[Opening Source material section]

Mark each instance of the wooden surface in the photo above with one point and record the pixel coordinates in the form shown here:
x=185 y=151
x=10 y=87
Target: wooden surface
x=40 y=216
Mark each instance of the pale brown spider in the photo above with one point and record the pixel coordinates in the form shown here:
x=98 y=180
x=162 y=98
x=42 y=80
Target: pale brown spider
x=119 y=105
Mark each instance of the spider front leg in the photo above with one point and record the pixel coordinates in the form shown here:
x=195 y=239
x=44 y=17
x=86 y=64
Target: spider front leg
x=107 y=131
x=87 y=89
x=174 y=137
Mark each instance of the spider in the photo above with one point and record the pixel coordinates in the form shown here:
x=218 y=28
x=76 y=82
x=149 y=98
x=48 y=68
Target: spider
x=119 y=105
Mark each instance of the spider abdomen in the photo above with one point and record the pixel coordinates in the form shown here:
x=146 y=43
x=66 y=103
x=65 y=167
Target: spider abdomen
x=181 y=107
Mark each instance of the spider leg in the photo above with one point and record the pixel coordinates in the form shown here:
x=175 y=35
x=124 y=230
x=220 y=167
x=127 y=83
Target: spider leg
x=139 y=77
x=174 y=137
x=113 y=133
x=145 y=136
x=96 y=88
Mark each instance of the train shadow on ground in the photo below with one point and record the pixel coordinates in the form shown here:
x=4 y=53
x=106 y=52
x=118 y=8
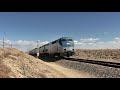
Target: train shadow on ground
x=50 y=58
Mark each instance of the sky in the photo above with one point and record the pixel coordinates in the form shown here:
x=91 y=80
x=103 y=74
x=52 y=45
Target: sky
x=89 y=30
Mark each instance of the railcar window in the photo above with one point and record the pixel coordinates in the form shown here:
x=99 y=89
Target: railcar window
x=70 y=40
x=67 y=40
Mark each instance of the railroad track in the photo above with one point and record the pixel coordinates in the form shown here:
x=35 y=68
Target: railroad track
x=104 y=63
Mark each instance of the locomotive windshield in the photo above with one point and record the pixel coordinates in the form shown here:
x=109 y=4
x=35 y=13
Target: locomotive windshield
x=67 y=42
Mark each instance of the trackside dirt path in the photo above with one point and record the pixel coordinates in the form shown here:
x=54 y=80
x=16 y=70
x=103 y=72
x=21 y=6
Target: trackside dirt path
x=17 y=64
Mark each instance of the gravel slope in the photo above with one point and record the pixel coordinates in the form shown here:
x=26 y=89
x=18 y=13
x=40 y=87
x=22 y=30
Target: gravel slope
x=97 y=71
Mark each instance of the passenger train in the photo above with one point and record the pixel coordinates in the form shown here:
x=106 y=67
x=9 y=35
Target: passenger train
x=61 y=47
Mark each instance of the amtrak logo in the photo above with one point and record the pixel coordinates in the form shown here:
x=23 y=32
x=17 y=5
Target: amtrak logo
x=67 y=43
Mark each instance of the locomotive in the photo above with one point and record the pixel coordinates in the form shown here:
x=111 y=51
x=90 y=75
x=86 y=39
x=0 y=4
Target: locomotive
x=61 y=47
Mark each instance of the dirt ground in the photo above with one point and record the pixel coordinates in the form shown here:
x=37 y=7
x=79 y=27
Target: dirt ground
x=17 y=64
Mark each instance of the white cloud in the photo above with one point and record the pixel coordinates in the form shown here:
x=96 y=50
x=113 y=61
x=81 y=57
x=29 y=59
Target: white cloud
x=88 y=39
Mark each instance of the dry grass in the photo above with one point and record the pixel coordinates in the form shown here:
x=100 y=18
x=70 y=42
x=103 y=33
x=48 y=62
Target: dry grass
x=106 y=54
x=17 y=64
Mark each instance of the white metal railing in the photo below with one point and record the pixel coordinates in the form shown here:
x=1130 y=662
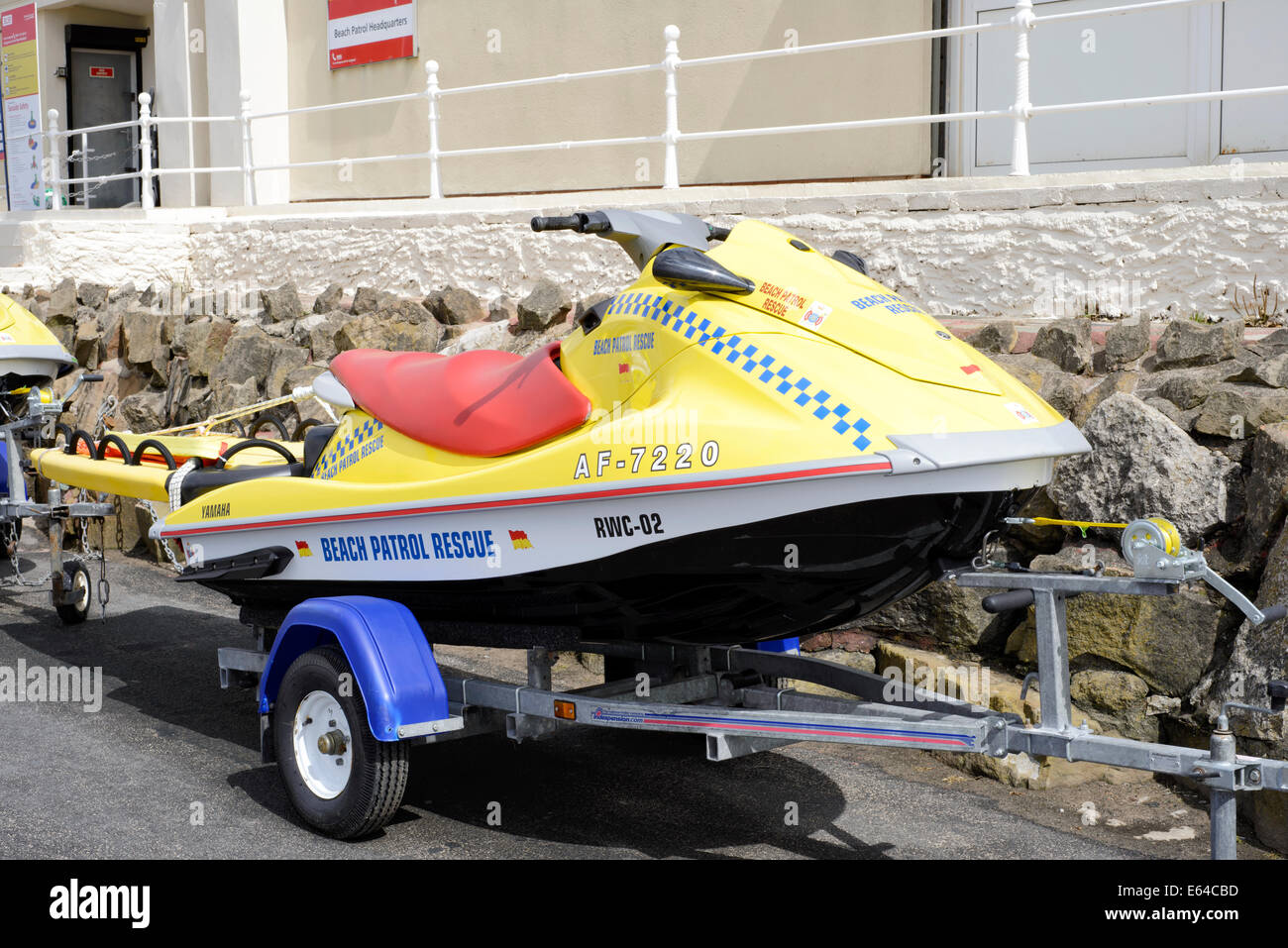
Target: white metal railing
x=1020 y=112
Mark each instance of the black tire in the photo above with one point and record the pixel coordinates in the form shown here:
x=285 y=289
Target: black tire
x=378 y=769
x=78 y=587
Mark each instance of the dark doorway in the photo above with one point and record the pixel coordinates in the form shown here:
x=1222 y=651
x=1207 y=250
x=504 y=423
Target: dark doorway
x=104 y=75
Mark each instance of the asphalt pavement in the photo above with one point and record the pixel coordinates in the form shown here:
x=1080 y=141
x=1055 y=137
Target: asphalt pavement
x=168 y=767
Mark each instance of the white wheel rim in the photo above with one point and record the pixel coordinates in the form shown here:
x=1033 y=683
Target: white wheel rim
x=80 y=587
x=325 y=775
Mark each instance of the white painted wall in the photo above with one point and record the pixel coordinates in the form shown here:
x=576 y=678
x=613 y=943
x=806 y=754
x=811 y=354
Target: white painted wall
x=246 y=52
x=1177 y=240
x=1159 y=52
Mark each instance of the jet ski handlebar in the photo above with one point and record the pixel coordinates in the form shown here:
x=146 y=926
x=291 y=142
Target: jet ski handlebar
x=593 y=222
x=640 y=233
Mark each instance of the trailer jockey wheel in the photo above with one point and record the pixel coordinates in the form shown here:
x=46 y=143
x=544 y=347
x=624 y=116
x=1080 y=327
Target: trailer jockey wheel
x=339 y=779
x=76 y=594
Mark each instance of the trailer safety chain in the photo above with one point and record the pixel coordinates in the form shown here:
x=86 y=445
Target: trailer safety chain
x=104 y=410
x=120 y=528
x=17 y=565
x=165 y=544
x=104 y=587
x=986 y=558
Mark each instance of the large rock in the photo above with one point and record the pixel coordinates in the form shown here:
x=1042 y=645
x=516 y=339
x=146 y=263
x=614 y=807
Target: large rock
x=1059 y=389
x=372 y=331
x=997 y=337
x=1126 y=342
x=226 y=397
x=455 y=307
x=329 y=299
x=1237 y=411
x=502 y=309
x=204 y=342
x=1266 y=488
x=286 y=360
x=1274 y=344
x=62 y=300
x=89 y=339
x=370 y=300
x=248 y=356
x=1271 y=372
x=548 y=304
x=318 y=333
x=1188 y=343
x=1186 y=388
x=1166 y=640
x=1112 y=385
x=91 y=295
x=143 y=411
x=951 y=613
x=485 y=335
x=1120 y=700
x=1035 y=539
x=1257 y=656
x=1067 y=343
x=145 y=335
x=281 y=304
x=1142 y=464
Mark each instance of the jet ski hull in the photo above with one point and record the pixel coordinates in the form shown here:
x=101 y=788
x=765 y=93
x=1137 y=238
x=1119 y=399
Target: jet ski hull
x=741 y=583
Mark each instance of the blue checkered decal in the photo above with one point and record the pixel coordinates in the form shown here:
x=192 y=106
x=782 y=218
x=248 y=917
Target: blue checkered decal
x=752 y=360
x=339 y=451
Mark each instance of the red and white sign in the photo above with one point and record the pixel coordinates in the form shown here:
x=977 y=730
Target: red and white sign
x=370 y=31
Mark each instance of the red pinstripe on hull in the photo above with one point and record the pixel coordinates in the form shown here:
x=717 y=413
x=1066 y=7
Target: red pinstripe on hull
x=529 y=501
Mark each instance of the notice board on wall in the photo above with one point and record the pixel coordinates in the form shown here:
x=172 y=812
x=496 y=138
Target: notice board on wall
x=360 y=33
x=24 y=147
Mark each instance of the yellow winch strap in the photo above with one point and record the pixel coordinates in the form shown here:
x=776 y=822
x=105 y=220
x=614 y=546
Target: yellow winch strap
x=1080 y=524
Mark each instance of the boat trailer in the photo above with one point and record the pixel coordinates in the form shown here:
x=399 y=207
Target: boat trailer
x=69 y=582
x=735 y=695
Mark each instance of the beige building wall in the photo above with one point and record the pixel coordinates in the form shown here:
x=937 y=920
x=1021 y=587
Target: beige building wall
x=497 y=40
x=52 y=25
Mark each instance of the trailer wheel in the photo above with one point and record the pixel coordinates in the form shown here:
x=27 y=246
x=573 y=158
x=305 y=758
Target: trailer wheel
x=76 y=588
x=339 y=779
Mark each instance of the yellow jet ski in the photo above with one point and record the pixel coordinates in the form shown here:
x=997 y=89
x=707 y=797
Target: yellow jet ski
x=752 y=441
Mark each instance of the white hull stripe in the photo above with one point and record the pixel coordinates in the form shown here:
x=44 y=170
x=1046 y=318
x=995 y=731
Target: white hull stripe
x=606 y=493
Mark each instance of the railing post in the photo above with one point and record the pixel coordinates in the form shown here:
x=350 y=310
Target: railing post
x=436 y=188
x=52 y=158
x=248 y=153
x=146 y=197
x=84 y=167
x=1022 y=22
x=670 y=63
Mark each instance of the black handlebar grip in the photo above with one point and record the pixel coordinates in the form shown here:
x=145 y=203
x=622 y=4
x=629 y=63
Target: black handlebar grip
x=571 y=223
x=1006 y=601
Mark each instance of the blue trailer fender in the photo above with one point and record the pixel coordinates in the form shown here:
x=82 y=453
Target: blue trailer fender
x=391 y=661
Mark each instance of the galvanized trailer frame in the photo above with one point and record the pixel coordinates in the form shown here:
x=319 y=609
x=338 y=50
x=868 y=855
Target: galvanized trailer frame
x=732 y=695
x=16 y=505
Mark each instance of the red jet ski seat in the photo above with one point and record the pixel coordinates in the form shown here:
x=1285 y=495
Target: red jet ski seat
x=482 y=403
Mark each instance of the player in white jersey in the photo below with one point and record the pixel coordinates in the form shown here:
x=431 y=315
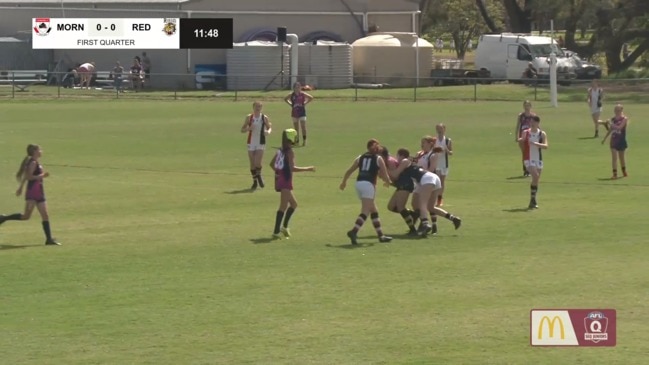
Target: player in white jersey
x=594 y=100
x=258 y=126
x=444 y=143
x=535 y=141
x=428 y=160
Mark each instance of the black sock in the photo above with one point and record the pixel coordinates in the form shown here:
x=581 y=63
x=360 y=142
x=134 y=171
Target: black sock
x=287 y=217
x=14 y=217
x=533 y=190
x=359 y=222
x=46 y=229
x=278 y=221
x=407 y=217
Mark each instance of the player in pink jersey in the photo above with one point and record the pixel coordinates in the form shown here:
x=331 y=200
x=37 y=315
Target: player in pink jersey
x=523 y=122
x=258 y=126
x=404 y=185
x=298 y=100
x=442 y=169
x=284 y=165
x=618 y=144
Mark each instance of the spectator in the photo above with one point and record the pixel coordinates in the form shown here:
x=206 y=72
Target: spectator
x=146 y=66
x=86 y=71
x=117 y=75
x=136 y=75
x=530 y=72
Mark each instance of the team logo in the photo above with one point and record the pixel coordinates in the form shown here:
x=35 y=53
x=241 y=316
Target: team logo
x=595 y=325
x=42 y=26
x=170 y=26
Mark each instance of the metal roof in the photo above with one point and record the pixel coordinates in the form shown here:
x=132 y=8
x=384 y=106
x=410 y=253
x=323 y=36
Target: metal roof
x=64 y=2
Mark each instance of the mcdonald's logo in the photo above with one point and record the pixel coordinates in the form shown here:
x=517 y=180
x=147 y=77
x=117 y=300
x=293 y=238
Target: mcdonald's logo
x=552 y=327
x=551 y=323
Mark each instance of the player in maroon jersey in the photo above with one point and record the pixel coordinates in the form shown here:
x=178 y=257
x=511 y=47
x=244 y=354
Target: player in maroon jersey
x=370 y=166
x=32 y=173
x=298 y=100
x=523 y=122
x=284 y=165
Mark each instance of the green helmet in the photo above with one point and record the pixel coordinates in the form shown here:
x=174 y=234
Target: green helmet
x=291 y=135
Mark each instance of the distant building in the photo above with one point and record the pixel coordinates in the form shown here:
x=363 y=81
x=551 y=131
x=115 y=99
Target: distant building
x=345 y=20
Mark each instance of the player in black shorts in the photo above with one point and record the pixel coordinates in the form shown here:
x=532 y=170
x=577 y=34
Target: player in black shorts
x=399 y=198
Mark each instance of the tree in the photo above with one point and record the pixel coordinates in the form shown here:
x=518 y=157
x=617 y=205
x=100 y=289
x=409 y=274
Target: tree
x=623 y=23
x=460 y=19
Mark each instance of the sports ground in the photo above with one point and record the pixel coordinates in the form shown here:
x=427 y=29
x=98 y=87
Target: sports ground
x=167 y=256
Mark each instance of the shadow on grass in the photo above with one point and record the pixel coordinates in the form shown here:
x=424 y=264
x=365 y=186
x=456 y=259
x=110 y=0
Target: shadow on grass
x=517 y=210
x=349 y=246
x=12 y=247
x=264 y=240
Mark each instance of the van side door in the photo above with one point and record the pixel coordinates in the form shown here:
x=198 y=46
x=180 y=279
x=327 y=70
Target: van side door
x=518 y=56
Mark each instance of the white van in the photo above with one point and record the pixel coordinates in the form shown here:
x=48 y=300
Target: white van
x=507 y=55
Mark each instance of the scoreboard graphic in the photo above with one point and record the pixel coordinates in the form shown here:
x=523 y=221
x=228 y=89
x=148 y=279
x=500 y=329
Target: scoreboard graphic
x=135 y=33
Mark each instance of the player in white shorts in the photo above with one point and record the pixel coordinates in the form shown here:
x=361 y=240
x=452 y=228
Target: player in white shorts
x=442 y=166
x=370 y=166
x=428 y=184
x=594 y=100
x=258 y=126
x=535 y=140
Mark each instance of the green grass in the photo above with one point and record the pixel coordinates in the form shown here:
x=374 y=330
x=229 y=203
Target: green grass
x=166 y=259
x=625 y=91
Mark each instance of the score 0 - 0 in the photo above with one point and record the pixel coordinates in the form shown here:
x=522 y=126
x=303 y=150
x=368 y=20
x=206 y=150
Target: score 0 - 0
x=106 y=28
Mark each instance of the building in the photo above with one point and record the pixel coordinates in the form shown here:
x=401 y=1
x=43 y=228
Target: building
x=342 y=20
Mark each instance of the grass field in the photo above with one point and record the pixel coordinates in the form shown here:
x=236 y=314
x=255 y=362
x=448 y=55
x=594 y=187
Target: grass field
x=166 y=258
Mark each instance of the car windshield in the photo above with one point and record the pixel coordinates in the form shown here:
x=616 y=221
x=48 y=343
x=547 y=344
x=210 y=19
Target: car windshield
x=577 y=59
x=544 y=50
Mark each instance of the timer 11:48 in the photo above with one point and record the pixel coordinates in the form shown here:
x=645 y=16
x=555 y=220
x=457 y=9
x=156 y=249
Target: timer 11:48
x=206 y=33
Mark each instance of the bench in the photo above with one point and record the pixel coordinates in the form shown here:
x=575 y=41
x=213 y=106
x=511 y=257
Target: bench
x=22 y=79
x=106 y=80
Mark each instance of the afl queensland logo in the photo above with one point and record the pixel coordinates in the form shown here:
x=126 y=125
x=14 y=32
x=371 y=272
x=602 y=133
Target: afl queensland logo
x=42 y=26
x=170 y=26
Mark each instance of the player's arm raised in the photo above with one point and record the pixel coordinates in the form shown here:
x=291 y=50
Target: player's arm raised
x=349 y=172
x=291 y=162
x=383 y=171
x=246 y=125
x=544 y=144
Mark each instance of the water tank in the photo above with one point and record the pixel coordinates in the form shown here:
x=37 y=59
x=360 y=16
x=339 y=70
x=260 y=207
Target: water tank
x=258 y=65
x=390 y=58
x=325 y=64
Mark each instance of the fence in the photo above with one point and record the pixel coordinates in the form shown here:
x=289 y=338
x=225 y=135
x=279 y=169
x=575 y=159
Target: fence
x=14 y=85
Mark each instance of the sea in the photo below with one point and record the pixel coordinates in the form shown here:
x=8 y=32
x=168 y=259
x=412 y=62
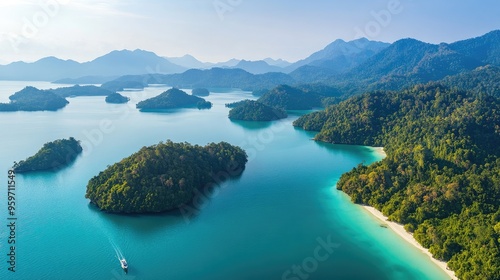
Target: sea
x=281 y=219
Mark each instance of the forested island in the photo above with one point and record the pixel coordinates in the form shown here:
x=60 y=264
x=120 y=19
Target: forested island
x=33 y=99
x=173 y=98
x=200 y=92
x=249 y=110
x=52 y=156
x=116 y=98
x=78 y=90
x=290 y=98
x=441 y=174
x=163 y=177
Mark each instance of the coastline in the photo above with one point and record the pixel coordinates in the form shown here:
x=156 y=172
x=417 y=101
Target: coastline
x=408 y=237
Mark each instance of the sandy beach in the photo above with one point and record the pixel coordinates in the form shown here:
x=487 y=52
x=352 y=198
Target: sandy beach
x=399 y=230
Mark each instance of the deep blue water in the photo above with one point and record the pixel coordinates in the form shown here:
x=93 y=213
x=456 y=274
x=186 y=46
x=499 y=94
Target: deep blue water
x=282 y=219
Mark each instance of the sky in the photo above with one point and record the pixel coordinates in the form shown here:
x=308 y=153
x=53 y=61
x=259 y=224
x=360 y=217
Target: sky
x=218 y=30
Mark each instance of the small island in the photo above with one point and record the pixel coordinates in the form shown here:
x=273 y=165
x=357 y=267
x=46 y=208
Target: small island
x=52 y=156
x=290 y=98
x=172 y=99
x=33 y=99
x=116 y=98
x=200 y=92
x=78 y=90
x=163 y=177
x=249 y=110
x=119 y=85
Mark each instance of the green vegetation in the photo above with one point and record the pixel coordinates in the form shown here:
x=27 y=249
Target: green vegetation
x=290 y=98
x=163 y=177
x=249 y=110
x=173 y=98
x=200 y=92
x=116 y=98
x=78 y=90
x=33 y=99
x=441 y=176
x=52 y=156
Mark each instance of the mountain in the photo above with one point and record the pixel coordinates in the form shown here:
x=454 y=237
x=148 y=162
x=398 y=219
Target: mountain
x=277 y=62
x=125 y=62
x=257 y=67
x=485 y=49
x=115 y=63
x=211 y=78
x=45 y=69
x=190 y=62
x=341 y=55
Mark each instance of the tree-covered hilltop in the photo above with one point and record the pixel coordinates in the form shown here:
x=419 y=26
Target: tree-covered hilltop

[Closing Source material section]

_What you need to do_
Note each line above that holds "covered", then copy all of them.

_Completed exercise_
Mark each instance of the tree-covered hilltop in the photo above with one point and record the pixel coordinates in the form shown here:
Target: tree-covered hilltop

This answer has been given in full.